== LISTED ENTRIES ==

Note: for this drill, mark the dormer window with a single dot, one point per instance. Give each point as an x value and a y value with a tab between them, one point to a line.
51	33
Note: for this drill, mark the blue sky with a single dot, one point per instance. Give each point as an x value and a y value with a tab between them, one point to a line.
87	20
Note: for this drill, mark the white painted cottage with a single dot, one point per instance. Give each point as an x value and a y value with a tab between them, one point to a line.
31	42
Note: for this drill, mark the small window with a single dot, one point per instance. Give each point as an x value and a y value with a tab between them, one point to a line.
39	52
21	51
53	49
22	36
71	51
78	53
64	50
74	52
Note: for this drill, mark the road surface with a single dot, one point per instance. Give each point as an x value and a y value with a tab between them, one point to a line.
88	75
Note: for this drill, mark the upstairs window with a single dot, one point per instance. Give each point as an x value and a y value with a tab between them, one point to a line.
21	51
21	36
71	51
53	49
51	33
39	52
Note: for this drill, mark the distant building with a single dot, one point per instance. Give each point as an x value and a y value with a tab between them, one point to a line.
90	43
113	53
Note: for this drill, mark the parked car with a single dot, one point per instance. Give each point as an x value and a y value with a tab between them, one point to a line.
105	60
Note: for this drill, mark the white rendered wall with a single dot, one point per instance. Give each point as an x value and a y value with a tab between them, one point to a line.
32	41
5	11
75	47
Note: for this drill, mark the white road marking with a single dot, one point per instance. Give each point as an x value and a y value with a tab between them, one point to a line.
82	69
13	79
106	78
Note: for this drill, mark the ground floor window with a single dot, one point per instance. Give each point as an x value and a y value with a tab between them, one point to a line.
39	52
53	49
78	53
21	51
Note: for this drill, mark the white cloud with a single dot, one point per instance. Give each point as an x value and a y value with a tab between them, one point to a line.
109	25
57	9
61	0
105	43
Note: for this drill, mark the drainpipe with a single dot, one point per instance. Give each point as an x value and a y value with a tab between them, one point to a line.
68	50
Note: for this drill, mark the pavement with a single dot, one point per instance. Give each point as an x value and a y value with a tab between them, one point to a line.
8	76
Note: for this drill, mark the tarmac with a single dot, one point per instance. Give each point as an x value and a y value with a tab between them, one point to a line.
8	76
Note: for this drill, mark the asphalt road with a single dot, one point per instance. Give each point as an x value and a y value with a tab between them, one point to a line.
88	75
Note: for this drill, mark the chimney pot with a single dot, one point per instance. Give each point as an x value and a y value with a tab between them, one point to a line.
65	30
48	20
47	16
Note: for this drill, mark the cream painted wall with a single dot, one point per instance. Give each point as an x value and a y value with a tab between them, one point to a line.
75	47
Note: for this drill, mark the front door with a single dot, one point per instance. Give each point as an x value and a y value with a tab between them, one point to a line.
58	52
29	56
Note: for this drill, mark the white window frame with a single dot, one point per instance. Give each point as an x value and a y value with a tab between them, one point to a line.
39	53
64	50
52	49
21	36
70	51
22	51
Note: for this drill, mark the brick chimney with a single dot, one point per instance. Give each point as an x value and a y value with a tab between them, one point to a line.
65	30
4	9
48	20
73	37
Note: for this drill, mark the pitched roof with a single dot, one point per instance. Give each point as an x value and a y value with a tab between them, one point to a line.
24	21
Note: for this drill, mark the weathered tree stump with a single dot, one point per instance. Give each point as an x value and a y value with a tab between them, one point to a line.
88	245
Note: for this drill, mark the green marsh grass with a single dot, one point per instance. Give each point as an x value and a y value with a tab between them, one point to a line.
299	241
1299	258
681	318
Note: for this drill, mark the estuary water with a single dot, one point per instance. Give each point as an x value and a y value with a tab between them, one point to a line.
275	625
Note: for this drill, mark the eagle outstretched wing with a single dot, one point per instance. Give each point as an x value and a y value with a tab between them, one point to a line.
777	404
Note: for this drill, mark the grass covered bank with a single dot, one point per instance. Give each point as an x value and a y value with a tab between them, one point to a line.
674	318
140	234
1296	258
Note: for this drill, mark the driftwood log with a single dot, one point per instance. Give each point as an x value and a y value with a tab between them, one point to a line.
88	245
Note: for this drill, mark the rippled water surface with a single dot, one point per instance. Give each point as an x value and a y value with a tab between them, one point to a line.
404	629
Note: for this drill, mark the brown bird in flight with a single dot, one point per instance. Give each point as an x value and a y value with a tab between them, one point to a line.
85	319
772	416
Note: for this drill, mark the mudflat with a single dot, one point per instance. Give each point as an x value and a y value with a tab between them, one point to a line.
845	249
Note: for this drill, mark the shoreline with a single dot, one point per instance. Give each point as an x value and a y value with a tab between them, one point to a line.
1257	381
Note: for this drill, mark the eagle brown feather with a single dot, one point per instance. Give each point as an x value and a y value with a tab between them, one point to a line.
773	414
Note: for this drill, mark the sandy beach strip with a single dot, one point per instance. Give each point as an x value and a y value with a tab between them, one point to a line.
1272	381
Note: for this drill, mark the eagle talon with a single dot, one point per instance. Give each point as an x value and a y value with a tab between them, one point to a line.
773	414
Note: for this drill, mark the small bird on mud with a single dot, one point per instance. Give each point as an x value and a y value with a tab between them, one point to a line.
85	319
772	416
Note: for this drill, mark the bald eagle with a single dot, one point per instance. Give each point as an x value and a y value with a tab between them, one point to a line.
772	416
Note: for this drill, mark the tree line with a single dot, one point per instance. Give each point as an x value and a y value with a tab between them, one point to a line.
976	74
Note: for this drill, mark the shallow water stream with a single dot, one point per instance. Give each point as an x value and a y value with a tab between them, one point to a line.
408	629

== TASK BRIEF ==
Each line above must be reproduced exactly.

== REPLY TO THE EXERCISE ==
Note: for this drill, mark the dormer window with a single dot, one point per instance. Give each point as an x value and a y value with a tab between them, one point to a line.
51	33
Note: for this drill, mark the blue sky with a single dot, one point per instance. Give each point as an x value and a y value with a tab between them, one point to a line.
87	20
Note: for this drill, mark the white painted cottage with a single dot, one point per instance. Give each point as an x value and a y value with a tab between them, one point to a line.
31	42
Note: for this drill, mark the small window with a single dot, one point per instance. Give each point as an x value and a y value with a tab between them, one point to a line.
39	52
21	51
53	49
22	36
71	51
78	53
64	50
74	52
Note: for this drill, mark the road surface with a single dot, one point per instance. Give each point as an x value and a y value with a tab between them, one point to a line.
88	75
Note: for this drill, mark the upstairs window with a single dot, one point per instance. Give each point as an x value and a y value with a tab between them, one point to a line.
21	51
21	36
71	51
53	49
51	33
39	52
Note: for this drill, mark the distant building with a single dot, one point per instance. Give each point as an x value and a y value with a tab between them, one point to a line.
90	43
113	53
Note: for this drill, mark the parked car with a single dot, one point per instance. Give each point as an x value and a y value with a tab between them, one point to a line.
105	60
Note: for this drill, mark the white rendered wall with a single dot, one point per instance. Give each point as an x value and a y value with a tab between them, one point to a line.
32	41
5	11
75	47
Note: for this drill, mark the white road marking with a single dot, one point per instance. Give each point as an x value and a y value with a tab between them, one point to a line.
82	69
13	79
106	78
Note: for this drill, mark the ground floor window with a single dot, one point per instance. Give each point as an x value and a y value with a tab between them, one point to a line.
39	52
53	49
78	53
21	51
Note: for this drill, mark the white cloud with a single dot, one point per instance. Give each point as an x value and a y value with a tab between them, one point to a line.
109	25
57	9
61	0
105	43
Note: for this drill, mark the drainpipe with a single dot, one point per instance. Give each point as an x value and a y value with a tab between them, one point to a line.
68	50
Note: for this drill, mark the pavement with a single dot, one point per instance. Give each point as an x value and a y value with a tab between them, one point to a line.
8	76
Note: for this drill, mark the tarmac with a single dot, one point per instance. Give each point as an x value and a y value with a tab between them, one point to a line.
8	76
Note: for this drill, mark the asphalt road with a single dot, one point per instance. Give each point as an x value and a y value with a tab between them, one point to a line.
88	75
Note: for this drill, mark the chimney pot with a single dot, one point per instance. Give each point as an x value and a y value with a tab between them, one point to a line.
65	30
48	20
47	16
Note: for this drill, mark the cream painted wall with a single dot, one point per instance. Give each point as an x value and a y value with a tab between them, one point to a line.
75	47
Note: for this drill, mark the front door with a single dot, one point per instance. Give each point as an x value and a y value with a tab between them, one point to a line.
58	52
29	56
Note: for this drill, mark the white window frame with a single dot, one point per instance. Give each point as an x value and a y value with a tab between them, one point to a line.
39	53
64	50
52	49
21	36
70	51
22	51
Note: for this drill, mark the brick chimney with a single dot, one point per instance. Give each point as an x value and a y value with a tab between them, one point to a line.
65	30
4	9
48	20
73	37
Note: for this drill, mark the pitched roof with a single dot, one point per instance. Give each point as an x value and a y value with a tab between them, one point to a line.
24	21
Note: for this drill, mark the weathered tree stump with a single dot, one point per instance. Give each point as an x value and a y value with a tab between them, one point to a line.
88	245
Note: for this drill, mark the green marsh grass with a single dot, one point per instance. Give each point as an x value and a y value with a tab between them, one point to a line.
299	241
1299	258
681	318
Note: for this drill, mark the estuary water with a single dot, one point per instance. Give each point as an x value and a y value with a tab between them, one point to a line.
275	625
Note: for this drill, mark the eagle outstretched wing with a single dot, one point per instance. Give each point as an x value and a y value with a tab between them, one point to a line.
777	404
Note: for this drill, mark the grass covered bank with a single dot, one point per instance. Give each point as an x value and a y value with a tab between them, one point to a line.
674	318
140	234
1296	258
Note: for this drill, mark the driftwood log with a single dot, one point per instance. Give each point as an x value and a y value with a tab between them, one point to a line.
88	245
Note: for this drill, mark the rippled water surface with a single dot, one point per instance. Give each point as an x value and a y value with a tab between them, one point to a line.
404	629
Note: for this drill, mark the brown bird in flight with a single dot, one point per instance. Give each point as an x value and a y value with a tab between them, one point to a line.
85	319
772	416
Note: for this drill, mark the mudflat with a single dot, one point per instance. Give each point as an x value and a y value with a tab between them, one point to a line.
845	249
Note: for this drill, mark the shoreline with a single dot, one point per instance. Give each point as an x value and a y value with a tab between them, one point to a line.
1257	381
Note: for this drill, mark the eagle brown feather with a single dot, one point per instance. Give each point as an x value and a y value with a tab between them, one point to a line.
773	414
Note: for this drill, mark the sandy beach strip with a single dot, one point per instance. Give each point as an x value and a y value with a tab between them, one point to a line.
1272	381
Note: for this drill, mark the eagle talon with a single dot, one point per instance. Give each point as an x value and a y value with a tab between them, one point to a line.
773	414
Note: for this drill, mark the small bird on mud with a single dot, one point per instance. Give each point as an x value and a y value with a tab between them, one point to a line.
85	319
772	416
Note: for this drill, mark the bald eagle with a single dot, one point per instance. Give each point as an x value and a y value with a tab between them, one point to a line.
772	416
Note: for this drill, mark the tree line with a single dot, one point per instance. Give each point as an x value and a y value with a tab between them, one point to a line.
976	74
Note: for this drill, mark the shallow water stream with a single dot, one point per instance. Give each point as an x value and a y value with a tab between them, one point to a line.
408	629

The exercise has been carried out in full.